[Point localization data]
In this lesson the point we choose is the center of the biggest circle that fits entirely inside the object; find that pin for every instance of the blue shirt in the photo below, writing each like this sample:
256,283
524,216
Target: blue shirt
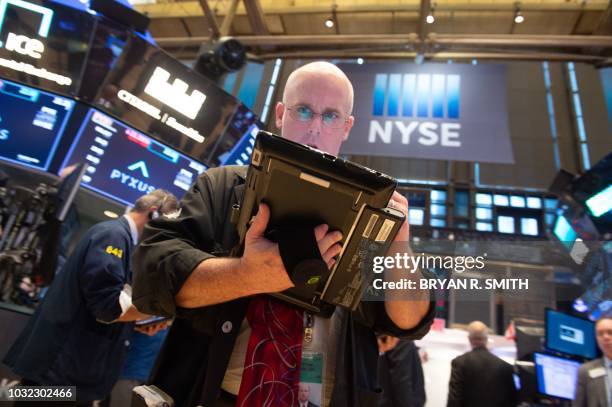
141,355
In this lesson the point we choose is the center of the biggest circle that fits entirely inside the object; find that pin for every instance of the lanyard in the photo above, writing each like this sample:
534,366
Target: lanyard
308,327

• **Problem details**
Would you retype the lines of the data above, from the one holding "of the lanyard" through its final line, exactly and without adding any other line?

• **Response box**
In this lesson the point we choose is the center of the biggest circle that fits entirely inside the object; find that pin for every instance of the lanyard in the photo above, writing each like this sample:
534,366
Target: lanyard
308,327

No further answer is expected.